In welchem Maß ist jemand für Verbrechen verantwortlich, die er wohl nie begangen hätte, wenn er nicht als Kind in die falschen Hände geraten wäre? Und wie viel Bestand hat die Idee des Humanen, wenn sich "Menschlichkeit" weniger einer Entscheidung als einem Zusammenspiel günstiger Umstände verdankt? Das sind zentrale Fragen in "Wrong Elements", dem dokumentarischen Filmdebüt des französischen Schriftstellers Jonathan Littell. Er porträtiert vier ehemalige Kindersoldaten aus Uganda - Nighty, Geofrey, Mike und Lapisa -, die als 12- oder 13-Jährige von der LRA, der Lord's Resistance Armee des Joseph Kony, entführt wurden. Sie leben heute wieder bei ihren Familien, wurden trotz der Verbrechen, die sie begangen haben, begnadigt. Littell zeigt ihren Alltag, lässt sie von ihrer Zeit im Busch erzählen und Erlebnisse nachspielen.

* DATEN
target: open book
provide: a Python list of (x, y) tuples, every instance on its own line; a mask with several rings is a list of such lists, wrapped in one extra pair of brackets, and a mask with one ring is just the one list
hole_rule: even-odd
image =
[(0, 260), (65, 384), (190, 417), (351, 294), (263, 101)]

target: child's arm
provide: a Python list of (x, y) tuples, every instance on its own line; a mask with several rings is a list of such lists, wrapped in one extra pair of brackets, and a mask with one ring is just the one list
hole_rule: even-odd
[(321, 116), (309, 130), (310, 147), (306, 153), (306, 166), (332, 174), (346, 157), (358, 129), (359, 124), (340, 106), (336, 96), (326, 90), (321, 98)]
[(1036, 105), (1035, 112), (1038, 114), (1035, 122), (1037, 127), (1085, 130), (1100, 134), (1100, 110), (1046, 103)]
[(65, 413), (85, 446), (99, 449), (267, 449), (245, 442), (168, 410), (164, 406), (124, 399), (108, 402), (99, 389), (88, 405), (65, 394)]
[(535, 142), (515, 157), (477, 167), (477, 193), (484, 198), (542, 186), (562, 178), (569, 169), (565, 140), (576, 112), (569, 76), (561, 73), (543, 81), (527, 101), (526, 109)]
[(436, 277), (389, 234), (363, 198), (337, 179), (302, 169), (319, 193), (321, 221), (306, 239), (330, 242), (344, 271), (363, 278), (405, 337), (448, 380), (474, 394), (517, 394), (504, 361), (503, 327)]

* AUFGABEN
1. Gib den Absatz, der mit „In welchem Maß ist jemand“ beginnt, aus dem Auszug über den Film „Wrong Elements“ als kurze Stichpunktliste wieder und behalte dabei seine wesentlichen Fakten bei.
2. Erkläre in ein bis drei Sätzen, weshalb der Auszug über den Film „Wrong Elements“ die Verantwortung der ehemaligen Kindersoldaten für ihre Verbrechen in Frage stellt.
3. Setze den Auszug über den Film „Wrong Elements“ nach seinem letzten Satz fort.
Die Zeilen werden zur Bearbeitung nicht gebraucht.

* ANTWORTEN JE AUFGABE
1.
- Zentrale Fragen: Wie weit ist jemand für Verbrechen verantwortlich, die er ohne Verschleppung als Kind wohl nie begangen hätte? Was taugt die Idee des Humanen, wenn Menschlichkeit eher günstigen Umständen als einer Entscheidung zu verdanken ist?
- Film: „Wrong Elements“, das dokumentarische Filmdebüt des französischen Schriftstellers Jonathan Littell
- Porträtiert: vier ehemalige Kindersoldaten aus Uganda (Nighty, Geofrey, Mike, Lapisa)
- Mit 12 oder 13 Jahren von der LRA (Lord's Resistance Armee des Joseph Kony) entführt
- Heute wieder bei ihren Familien, trotz ihrer Verbrechen begnadigt
- Inhalt: ihr Alltag, Erzählungen aus der Zeit im Busch, nachgespielte Erlebnisse

2. Sie hätten diese Verbrechen wohl nie begangen, wenn sie nicht als Kinder in die falschen Hände geraten wären. Die vier Porträtierten wurden als 12- oder 13-Jährige von der LRA entführt.

3.
Dass ausgerechnet ein europäischer Schriftsteller afrikanische Vergangenheitsbewältigung dokumentiert, sie sogar vorantreiben will mit seinem Filmprojekt, irritiert. Zumal Littell nicht irgendein Autor ist. Sein Roman "Die Wohlgesinnten", 2006 in Frankreich erschienen und mit dem Prix Goncourt ausgezeichnet, spaltete die Leser: Viele feierten ihn als Sensation, andere verabscheuten ihn. Littell erzählt darin aus der Perspektive eines SS-Offiziers von den Verbrechen des Holocaust - so detailreich, distanzlos und überwältigend, dass ihn der Kritiker dieser Zeitung einen "schlauen Pornografen" nannte. Skepsis ist also angebracht, wenn sich Littell nun mit schuldig-unschuldigen Kindersoldaten beschäftigt.

Umso größer die Erleichterung, dass "Wrong Elements" nichts Voyeuristisches oder Sensationslüsternes hat. Scheußliche Verbrechen kommen zur Sprache, aber auf eine Weise, die sich in keinem Moment schaudernd genießen lässt. Konys Widerstandsarmee des Herrn entführte in rund 25 Jahren Bürgerkrieg mehr als 60 000 Kinder, machte die Jungen zu Soldaten und die Mädchen oft zu Sexsklavinnen verdienter Kämpfer. Im Dienst der Mördertruppe wurden auch die Entführten zu Mördern. Mehr als die Hälfte starb im Dschungel.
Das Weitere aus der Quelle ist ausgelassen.